(Data shown)
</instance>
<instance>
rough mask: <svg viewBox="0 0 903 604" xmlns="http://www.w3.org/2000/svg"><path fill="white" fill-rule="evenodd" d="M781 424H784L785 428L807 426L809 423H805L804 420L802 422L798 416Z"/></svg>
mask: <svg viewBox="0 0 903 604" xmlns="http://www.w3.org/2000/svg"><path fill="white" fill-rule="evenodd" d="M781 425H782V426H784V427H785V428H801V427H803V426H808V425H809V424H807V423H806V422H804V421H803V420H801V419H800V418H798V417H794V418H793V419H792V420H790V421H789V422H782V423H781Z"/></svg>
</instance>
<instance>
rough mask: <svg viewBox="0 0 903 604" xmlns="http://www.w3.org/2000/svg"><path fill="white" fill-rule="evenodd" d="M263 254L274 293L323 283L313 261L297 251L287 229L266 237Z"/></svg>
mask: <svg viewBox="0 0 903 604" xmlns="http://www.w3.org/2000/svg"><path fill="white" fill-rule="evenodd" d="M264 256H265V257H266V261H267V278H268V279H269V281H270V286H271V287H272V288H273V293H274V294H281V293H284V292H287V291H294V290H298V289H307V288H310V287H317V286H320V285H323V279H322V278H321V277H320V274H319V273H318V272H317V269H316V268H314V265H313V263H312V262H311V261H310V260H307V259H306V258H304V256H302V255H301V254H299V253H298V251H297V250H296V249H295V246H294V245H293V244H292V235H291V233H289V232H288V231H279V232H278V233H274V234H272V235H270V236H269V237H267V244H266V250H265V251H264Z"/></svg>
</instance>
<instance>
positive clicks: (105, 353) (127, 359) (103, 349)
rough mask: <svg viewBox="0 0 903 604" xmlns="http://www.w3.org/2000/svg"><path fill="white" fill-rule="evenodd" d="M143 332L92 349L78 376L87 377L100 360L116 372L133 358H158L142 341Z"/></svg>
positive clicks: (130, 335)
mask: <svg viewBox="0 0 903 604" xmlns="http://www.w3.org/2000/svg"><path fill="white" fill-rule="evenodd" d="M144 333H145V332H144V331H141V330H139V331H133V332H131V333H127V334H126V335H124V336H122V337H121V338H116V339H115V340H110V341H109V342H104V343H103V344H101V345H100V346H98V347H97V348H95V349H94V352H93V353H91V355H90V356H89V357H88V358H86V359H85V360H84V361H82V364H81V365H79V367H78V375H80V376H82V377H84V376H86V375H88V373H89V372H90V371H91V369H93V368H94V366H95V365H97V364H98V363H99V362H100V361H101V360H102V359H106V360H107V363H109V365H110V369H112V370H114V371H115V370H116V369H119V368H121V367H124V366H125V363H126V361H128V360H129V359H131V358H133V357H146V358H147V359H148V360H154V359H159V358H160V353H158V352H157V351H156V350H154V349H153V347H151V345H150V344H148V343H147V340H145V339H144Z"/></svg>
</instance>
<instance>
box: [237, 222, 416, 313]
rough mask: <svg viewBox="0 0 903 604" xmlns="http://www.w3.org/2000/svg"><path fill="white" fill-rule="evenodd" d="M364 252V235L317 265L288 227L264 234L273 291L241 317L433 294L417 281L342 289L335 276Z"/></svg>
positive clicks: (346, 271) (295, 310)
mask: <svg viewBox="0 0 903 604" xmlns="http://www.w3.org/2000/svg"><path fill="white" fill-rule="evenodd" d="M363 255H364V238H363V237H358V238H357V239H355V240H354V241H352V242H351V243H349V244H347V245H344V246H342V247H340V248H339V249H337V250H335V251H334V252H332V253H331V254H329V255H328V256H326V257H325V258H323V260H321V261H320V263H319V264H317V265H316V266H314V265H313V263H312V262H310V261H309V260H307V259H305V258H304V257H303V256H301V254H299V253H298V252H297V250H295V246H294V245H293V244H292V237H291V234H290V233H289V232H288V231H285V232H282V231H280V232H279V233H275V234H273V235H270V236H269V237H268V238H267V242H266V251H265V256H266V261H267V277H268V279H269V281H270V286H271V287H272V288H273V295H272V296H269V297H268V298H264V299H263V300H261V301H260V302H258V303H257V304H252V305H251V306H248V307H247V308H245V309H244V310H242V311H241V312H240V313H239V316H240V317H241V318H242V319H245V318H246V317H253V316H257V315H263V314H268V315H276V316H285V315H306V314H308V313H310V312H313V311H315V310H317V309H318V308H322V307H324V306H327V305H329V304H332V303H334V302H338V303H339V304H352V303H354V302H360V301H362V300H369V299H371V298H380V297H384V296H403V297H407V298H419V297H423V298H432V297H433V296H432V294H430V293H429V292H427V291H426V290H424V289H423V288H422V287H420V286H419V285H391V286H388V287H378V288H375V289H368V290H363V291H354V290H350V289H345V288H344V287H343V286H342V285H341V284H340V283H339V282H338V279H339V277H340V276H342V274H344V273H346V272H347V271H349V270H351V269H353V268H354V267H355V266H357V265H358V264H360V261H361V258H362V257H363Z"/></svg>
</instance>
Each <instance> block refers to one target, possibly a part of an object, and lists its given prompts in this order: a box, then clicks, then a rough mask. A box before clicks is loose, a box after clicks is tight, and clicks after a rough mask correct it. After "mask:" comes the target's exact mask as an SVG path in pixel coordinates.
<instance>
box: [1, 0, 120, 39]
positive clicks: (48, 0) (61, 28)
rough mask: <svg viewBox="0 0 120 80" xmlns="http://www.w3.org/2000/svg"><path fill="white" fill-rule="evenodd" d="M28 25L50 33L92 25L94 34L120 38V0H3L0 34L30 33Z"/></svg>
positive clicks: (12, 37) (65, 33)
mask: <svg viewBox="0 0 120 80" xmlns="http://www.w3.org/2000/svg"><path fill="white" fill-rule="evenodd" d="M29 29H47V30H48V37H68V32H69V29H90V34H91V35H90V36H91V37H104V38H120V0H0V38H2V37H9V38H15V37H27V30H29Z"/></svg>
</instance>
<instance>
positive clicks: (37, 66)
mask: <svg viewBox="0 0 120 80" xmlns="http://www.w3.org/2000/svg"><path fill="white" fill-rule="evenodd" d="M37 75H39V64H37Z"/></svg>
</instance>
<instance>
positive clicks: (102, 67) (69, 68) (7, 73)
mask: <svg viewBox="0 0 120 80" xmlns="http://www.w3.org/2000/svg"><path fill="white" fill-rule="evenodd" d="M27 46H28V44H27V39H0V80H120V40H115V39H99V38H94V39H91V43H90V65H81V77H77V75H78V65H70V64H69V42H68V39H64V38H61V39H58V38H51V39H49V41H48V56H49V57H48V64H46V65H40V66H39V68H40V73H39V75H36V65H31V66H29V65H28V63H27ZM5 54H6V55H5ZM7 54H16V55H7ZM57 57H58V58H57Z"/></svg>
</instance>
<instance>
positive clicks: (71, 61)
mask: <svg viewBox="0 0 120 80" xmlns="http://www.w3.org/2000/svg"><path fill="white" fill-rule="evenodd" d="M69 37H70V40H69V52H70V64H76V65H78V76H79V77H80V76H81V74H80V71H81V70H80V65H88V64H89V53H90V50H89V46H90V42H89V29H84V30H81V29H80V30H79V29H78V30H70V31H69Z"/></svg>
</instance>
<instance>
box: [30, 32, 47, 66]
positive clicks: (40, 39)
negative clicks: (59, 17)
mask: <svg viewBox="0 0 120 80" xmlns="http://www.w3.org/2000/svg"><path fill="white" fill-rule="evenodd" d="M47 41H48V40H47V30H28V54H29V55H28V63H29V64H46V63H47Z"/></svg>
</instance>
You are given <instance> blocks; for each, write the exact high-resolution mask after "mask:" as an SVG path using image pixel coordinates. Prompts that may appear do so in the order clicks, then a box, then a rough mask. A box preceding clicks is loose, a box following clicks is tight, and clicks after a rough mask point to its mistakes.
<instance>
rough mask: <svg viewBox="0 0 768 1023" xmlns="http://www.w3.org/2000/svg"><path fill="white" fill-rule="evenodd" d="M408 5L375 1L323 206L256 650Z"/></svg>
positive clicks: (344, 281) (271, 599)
(End Data shown)
The problem.
From the records above, print only the lines between the one holding "positive clicks: (105, 353)" and the one holding "252V235L317 265L288 227L264", inclusive, exactly as they stand.

Solution for this exercise.
positive clicks: (105, 353) (127, 359) (103, 349)
rough mask: <svg viewBox="0 0 903 604" xmlns="http://www.w3.org/2000/svg"><path fill="white" fill-rule="evenodd" d="M143 332L92 349L78 376L87 377L100 360L116 372L133 358H158L142 341Z"/></svg>
positive clicks: (130, 335)
mask: <svg viewBox="0 0 903 604" xmlns="http://www.w3.org/2000/svg"><path fill="white" fill-rule="evenodd" d="M144 333H145V332H144V331H141V330H139V331H133V332H131V333H127V334H126V335H124V336H122V337H121V338H116V339H115V340H110V341H109V342H104V343H103V344H101V345H100V346H98V347H97V348H95V349H94V352H93V353H91V355H90V356H89V357H88V358H86V359H85V360H84V361H82V364H81V365H79V367H78V375H80V376H82V377H84V376H86V375H88V373H89V372H90V371H91V369H93V368H94V366H95V365H97V364H98V363H99V362H100V361H101V360H102V359H106V360H107V363H109V365H110V369H112V370H114V371H115V370H116V369H119V368H121V367H124V366H125V363H126V361H128V360H129V359H131V358H133V357H146V358H147V359H148V360H154V359H159V358H160V353H158V352H157V351H156V350H154V349H153V347H151V345H150V344H148V343H147V340H145V339H144Z"/></svg>
</instance>
<instance>
box: [237, 222, 416, 313]
rough mask: <svg viewBox="0 0 903 604" xmlns="http://www.w3.org/2000/svg"><path fill="white" fill-rule="evenodd" d="M364 252V235L317 265L288 227L264 234L273 291L241 317L433 294L417 281L342 289L335 276Z"/></svg>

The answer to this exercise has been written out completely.